- What you have to do -
Please pick out and copy each line of the listing below that contains the word "hummingbird". Case counts.

- Data entries -
****
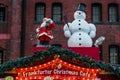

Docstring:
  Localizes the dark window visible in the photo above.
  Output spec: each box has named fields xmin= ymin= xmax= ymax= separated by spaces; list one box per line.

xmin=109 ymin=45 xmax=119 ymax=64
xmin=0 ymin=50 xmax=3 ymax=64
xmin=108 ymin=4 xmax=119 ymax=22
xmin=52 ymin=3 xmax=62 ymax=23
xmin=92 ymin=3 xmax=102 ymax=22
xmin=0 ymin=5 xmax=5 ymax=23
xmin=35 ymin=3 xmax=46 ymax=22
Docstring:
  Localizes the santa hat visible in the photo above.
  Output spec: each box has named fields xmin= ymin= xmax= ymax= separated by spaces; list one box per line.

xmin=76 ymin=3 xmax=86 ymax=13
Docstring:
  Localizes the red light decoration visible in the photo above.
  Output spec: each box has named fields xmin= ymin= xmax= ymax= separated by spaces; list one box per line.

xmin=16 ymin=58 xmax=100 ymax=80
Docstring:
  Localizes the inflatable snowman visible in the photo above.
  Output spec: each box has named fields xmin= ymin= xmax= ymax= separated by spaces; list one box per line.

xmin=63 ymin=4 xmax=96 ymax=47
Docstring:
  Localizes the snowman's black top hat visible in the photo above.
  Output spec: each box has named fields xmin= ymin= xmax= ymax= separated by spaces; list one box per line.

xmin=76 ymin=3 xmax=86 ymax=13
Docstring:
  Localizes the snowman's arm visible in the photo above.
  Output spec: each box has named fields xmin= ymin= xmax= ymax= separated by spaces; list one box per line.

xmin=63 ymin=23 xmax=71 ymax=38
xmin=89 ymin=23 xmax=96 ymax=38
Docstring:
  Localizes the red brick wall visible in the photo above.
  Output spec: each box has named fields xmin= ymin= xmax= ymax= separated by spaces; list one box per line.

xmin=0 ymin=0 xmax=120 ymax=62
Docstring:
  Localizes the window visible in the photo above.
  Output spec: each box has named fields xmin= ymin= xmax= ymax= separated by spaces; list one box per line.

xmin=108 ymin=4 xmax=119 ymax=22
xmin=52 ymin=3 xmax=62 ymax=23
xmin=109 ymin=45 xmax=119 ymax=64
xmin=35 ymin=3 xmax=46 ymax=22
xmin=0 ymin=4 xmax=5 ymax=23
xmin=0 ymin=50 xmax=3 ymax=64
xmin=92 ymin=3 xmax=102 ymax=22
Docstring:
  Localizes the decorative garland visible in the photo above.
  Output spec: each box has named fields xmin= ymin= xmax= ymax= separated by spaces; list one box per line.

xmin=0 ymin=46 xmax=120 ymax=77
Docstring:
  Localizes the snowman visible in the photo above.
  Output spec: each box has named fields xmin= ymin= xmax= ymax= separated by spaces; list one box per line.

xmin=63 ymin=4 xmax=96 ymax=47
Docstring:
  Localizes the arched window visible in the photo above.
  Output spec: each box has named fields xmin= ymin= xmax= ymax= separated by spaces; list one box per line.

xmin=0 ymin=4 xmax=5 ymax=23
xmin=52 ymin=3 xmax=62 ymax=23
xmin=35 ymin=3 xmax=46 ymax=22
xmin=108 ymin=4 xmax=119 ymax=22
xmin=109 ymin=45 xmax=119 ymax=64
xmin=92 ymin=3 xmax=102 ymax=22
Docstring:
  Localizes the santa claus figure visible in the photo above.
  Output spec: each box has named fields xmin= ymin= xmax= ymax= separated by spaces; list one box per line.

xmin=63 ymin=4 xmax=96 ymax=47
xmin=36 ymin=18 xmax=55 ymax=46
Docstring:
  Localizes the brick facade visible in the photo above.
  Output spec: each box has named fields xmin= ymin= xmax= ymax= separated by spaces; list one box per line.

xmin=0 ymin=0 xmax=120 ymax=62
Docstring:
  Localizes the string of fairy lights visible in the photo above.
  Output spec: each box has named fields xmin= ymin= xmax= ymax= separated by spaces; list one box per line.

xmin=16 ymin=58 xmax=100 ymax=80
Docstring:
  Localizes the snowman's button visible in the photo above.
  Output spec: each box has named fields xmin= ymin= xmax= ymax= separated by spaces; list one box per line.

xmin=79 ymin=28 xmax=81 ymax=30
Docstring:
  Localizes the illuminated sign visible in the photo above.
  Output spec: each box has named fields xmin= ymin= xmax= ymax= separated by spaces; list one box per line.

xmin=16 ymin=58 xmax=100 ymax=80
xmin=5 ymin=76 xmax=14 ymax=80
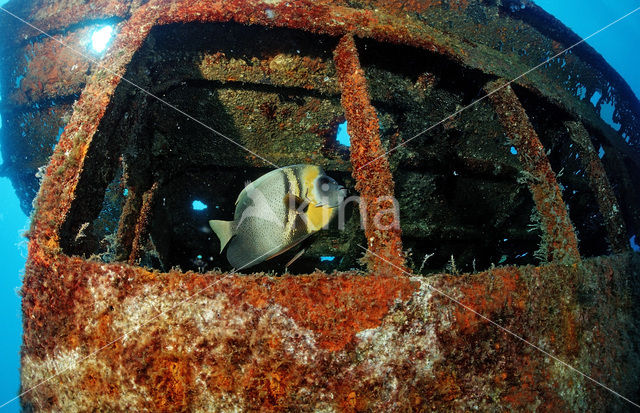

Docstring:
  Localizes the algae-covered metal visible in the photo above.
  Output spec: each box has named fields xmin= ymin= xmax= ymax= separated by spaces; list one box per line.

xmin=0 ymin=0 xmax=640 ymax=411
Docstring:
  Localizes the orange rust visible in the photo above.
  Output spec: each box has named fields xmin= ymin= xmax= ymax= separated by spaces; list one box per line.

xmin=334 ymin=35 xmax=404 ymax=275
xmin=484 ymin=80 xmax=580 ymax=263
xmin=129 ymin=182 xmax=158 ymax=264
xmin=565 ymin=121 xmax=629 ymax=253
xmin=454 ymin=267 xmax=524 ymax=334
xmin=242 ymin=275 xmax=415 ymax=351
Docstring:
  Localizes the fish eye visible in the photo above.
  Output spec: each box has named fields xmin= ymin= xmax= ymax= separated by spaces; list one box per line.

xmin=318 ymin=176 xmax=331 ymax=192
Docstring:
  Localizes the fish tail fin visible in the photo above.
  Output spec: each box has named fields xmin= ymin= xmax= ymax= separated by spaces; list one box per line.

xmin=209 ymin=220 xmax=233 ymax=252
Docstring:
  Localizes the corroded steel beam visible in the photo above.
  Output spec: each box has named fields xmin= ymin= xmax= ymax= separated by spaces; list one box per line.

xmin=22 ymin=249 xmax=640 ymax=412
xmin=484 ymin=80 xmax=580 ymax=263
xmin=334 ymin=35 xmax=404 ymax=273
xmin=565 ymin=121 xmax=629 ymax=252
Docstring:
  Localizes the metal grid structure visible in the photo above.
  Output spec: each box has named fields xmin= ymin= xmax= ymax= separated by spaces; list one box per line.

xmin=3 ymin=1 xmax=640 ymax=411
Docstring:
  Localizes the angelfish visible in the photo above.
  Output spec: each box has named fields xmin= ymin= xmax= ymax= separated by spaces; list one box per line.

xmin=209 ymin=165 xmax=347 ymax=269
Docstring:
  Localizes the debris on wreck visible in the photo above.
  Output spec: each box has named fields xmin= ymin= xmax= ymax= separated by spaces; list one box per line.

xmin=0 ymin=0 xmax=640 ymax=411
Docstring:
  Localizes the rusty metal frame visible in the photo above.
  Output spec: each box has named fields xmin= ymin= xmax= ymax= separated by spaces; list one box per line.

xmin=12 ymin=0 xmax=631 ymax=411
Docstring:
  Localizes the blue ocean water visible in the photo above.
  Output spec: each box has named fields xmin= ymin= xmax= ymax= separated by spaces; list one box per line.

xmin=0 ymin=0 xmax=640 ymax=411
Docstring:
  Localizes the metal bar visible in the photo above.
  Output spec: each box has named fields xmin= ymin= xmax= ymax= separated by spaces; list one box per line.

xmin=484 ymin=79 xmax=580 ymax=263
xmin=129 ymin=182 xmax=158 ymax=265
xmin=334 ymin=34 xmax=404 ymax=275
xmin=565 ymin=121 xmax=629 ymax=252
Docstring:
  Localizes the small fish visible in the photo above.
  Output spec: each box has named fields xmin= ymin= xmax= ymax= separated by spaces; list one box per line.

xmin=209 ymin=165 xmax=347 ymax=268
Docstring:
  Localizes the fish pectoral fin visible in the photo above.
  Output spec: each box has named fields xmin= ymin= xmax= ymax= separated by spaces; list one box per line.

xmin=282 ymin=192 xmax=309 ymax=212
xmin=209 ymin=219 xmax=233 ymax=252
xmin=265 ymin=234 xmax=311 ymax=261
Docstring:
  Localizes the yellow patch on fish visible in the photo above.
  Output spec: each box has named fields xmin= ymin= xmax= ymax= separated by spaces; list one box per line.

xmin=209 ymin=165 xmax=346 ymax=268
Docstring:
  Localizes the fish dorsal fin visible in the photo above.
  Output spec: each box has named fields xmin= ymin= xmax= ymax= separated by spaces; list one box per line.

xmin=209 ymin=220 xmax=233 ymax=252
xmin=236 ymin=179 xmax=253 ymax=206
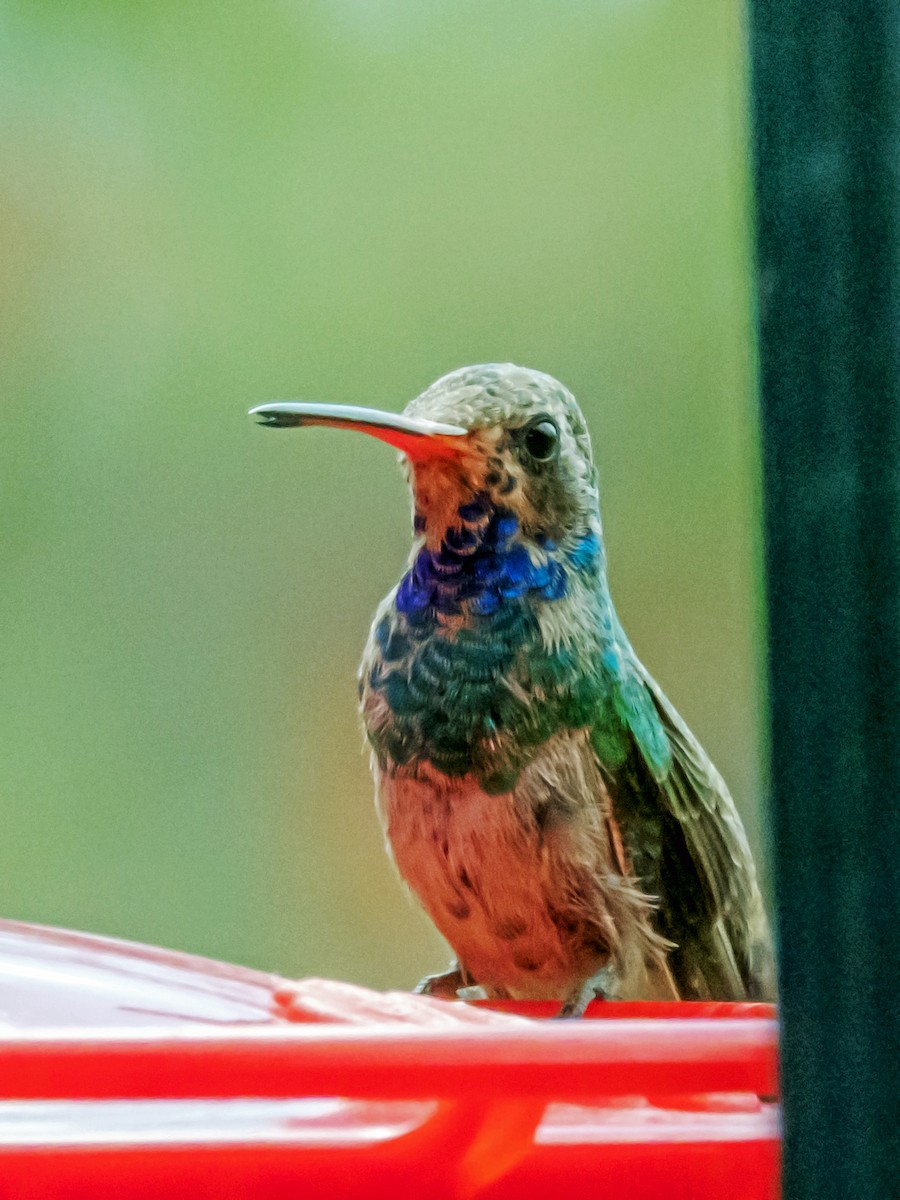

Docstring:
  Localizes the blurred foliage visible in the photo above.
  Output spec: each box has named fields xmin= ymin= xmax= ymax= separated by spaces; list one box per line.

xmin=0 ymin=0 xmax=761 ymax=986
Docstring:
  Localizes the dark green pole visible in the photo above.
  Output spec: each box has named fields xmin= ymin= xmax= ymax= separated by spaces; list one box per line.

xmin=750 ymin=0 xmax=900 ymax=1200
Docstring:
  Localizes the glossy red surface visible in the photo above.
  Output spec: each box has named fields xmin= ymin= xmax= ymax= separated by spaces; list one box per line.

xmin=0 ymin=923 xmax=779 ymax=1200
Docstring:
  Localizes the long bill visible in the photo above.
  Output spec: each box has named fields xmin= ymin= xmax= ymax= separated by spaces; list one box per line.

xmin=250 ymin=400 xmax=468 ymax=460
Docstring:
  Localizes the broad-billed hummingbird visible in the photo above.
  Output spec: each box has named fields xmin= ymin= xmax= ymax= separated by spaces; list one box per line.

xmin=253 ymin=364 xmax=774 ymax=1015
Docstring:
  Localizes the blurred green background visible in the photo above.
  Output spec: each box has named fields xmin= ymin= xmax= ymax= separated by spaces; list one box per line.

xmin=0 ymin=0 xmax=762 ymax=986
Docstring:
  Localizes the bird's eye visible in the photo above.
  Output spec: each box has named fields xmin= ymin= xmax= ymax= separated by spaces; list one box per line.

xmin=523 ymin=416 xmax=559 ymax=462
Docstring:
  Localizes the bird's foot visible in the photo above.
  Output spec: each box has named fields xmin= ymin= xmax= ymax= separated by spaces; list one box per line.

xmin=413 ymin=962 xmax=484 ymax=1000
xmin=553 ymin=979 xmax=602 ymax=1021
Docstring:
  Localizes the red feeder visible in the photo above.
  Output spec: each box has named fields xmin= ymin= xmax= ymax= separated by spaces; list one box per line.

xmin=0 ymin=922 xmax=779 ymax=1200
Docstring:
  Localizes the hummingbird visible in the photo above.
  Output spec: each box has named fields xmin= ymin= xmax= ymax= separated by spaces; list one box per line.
****
- Task result -
  Localizes the broad-billed hummingbird visible in the photo above.
  Localizes the hummingbird visible in the photo above.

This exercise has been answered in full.